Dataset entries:
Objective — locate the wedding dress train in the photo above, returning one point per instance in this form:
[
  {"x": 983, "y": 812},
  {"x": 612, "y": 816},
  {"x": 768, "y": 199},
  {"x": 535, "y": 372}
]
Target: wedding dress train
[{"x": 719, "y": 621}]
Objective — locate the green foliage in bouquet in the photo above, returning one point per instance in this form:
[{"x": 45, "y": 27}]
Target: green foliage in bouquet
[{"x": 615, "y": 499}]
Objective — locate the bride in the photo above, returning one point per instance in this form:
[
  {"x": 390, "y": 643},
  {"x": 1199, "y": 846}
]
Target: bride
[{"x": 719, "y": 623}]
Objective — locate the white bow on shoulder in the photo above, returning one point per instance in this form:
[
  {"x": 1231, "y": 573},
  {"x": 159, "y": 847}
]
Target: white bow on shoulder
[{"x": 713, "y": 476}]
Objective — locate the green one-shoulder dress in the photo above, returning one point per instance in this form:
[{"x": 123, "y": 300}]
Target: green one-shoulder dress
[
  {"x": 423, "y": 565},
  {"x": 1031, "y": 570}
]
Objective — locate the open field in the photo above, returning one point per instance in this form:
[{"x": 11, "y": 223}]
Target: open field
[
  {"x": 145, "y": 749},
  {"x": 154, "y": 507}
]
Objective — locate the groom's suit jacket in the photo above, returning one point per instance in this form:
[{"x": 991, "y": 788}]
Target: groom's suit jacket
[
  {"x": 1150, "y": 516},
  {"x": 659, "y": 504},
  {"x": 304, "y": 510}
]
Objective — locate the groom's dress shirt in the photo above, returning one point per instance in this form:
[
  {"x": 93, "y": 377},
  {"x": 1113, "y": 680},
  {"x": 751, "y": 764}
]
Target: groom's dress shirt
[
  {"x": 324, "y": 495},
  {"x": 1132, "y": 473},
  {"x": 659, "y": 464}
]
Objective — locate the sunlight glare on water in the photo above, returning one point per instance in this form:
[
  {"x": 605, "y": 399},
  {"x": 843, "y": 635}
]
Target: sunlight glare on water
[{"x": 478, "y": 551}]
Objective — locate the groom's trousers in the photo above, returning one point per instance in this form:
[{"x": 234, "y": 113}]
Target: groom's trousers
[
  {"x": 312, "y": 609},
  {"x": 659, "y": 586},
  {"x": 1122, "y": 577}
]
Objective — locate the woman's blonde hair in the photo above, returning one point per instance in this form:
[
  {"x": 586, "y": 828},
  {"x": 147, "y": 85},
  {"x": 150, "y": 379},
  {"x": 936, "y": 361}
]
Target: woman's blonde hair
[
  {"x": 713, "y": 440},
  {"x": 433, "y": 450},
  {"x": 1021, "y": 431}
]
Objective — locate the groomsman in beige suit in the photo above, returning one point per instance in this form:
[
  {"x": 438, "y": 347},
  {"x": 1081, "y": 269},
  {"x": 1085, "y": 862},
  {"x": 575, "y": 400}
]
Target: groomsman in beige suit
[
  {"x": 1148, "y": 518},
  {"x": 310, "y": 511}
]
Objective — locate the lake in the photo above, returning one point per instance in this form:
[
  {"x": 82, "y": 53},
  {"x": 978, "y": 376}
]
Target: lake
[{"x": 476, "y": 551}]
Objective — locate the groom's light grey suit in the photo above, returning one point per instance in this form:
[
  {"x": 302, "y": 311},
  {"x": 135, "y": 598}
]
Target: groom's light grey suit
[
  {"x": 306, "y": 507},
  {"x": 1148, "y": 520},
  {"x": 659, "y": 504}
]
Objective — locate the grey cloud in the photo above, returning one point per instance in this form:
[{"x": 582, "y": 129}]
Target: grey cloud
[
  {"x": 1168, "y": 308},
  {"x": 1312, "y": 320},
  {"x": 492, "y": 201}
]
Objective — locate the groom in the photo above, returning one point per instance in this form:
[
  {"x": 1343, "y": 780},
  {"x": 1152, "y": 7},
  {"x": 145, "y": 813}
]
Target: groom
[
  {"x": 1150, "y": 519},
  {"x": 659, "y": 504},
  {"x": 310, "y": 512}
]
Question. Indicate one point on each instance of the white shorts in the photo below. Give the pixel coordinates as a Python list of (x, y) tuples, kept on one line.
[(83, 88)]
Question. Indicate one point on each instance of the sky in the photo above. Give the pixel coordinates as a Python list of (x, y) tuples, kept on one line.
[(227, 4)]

__WHAT YOU NEED TO DO__: Set the data down again in full. Keep it exact.

__SOLUTION TO THIS EXERCISE__:
Objective — locate the wedding dress train in the photo above, returning one point per instance in this form:
[
  {"x": 983, "y": 812},
  {"x": 612, "y": 816},
  {"x": 768, "y": 199},
  {"x": 535, "y": 372}
]
Target: wedding dress train
[{"x": 719, "y": 621}]
Objective — locate the green foliage in bouquet in the photo above, returning one point per instance in this form:
[{"x": 45, "y": 27}]
Target: green foliage in bouquet
[{"x": 615, "y": 499}]
Objective — locate the bride in the photo above, returning one point per instance in this form:
[
  {"x": 390, "y": 643},
  {"x": 1199, "y": 846}
]
Target: bride
[{"x": 719, "y": 623}]
Objective — locate the white bow on shoulder in the photo above, returning one point per instance in this form:
[
  {"x": 1231, "y": 573},
  {"x": 159, "y": 847}
]
Target: white bow on shoulder
[{"x": 713, "y": 476}]
Objective — locate the green one-shoulder dress in the photo above, returning one point per instance in this form:
[{"x": 123, "y": 300}]
Target: green one-shoulder dress
[
  {"x": 423, "y": 565},
  {"x": 1031, "y": 570}
]
Objective — locate the open field in the photo above, returning one point per instance in this form:
[{"x": 11, "y": 223}]
Target: open field
[
  {"x": 145, "y": 749},
  {"x": 154, "y": 507}
]
Objective — locate the groom's suit jacket in the photo above, returning one point per instance in this form:
[{"x": 991, "y": 788}]
Target: groom's suit jacket
[
  {"x": 1150, "y": 516},
  {"x": 659, "y": 504},
  {"x": 304, "y": 510}
]
Objective — locate the groom's dress shirt in the photo above, returning one point per instance in this form:
[
  {"x": 93, "y": 377},
  {"x": 1113, "y": 680},
  {"x": 751, "y": 764}
]
Target: groom's dress shirt
[
  {"x": 324, "y": 495},
  {"x": 1132, "y": 473},
  {"x": 659, "y": 464}
]
Objective — locate the sunlight glare on water in the photo above, returning one point per instance in this form:
[
  {"x": 605, "y": 399},
  {"x": 843, "y": 635}
]
Target: sunlight glare on water
[{"x": 478, "y": 551}]
Objective — locate the groom's trousers in the photo above, returning one point per instance in this form:
[{"x": 234, "y": 113}]
Target: groom's trousers
[
  {"x": 312, "y": 609},
  {"x": 659, "y": 586},
  {"x": 1122, "y": 577}
]
Objective — locate the woman's blonde hair in the photo above, returning one point per instance in this form:
[
  {"x": 586, "y": 828},
  {"x": 147, "y": 85},
  {"x": 150, "y": 379},
  {"x": 936, "y": 361}
]
Target: woman's blonde hair
[
  {"x": 713, "y": 440},
  {"x": 433, "y": 450},
  {"x": 1021, "y": 431}
]
Objective — locate the groomsman in beige suit in the photo above, returning one point per instance in this form:
[
  {"x": 438, "y": 347},
  {"x": 1081, "y": 269},
  {"x": 1085, "y": 862},
  {"x": 575, "y": 400}
]
Target: groomsman in beige suit
[
  {"x": 1148, "y": 518},
  {"x": 310, "y": 511}
]
Objective — locate the lake in the photo above, returning one point per instance in this form:
[
  {"x": 82, "y": 53},
  {"x": 978, "y": 376}
]
Target: lake
[{"x": 476, "y": 551}]
Objective — locate the groom's light grey suit in the photo above, returning one point per instance in this form:
[
  {"x": 302, "y": 311},
  {"x": 135, "y": 598}
]
Target: groom's light grey suit
[
  {"x": 306, "y": 507},
  {"x": 1148, "y": 520},
  {"x": 659, "y": 504}
]
Objective — locate the grey cloud in the photo above, returning one point per instance in this form:
[{"x": 582, "y": 129}]
Target: grey cloud
[
  {"x": 1168, "y": 308},
  {"x": 1312, "y": 320},
  {"x": 492, "y": 201}
]
Objective — locate the groom in the photo above, returning one point per instance in this form:
[
  {"x": 1343, "y": 780},
  {"x": 1152, "y": 7},
  {"x": 145, "y": 813}
]
Target: groom
[
  {"x": 1150, "y": 519},
  {"x": 659, "y": 504},
  {"x": 310, "y": 512}
]
Question. Indicate one point on each instance of the white shorts in the photo below. Give the pixel coordinates as a Python list of (x, y) tuples, kept on one line.
[(83, 88)]
Question. Indicate one point on each instance of the sky in the photo above. Give the pixel coordinates as a Python list of (x, y) tuples, kept on one line.
[(227, 4)]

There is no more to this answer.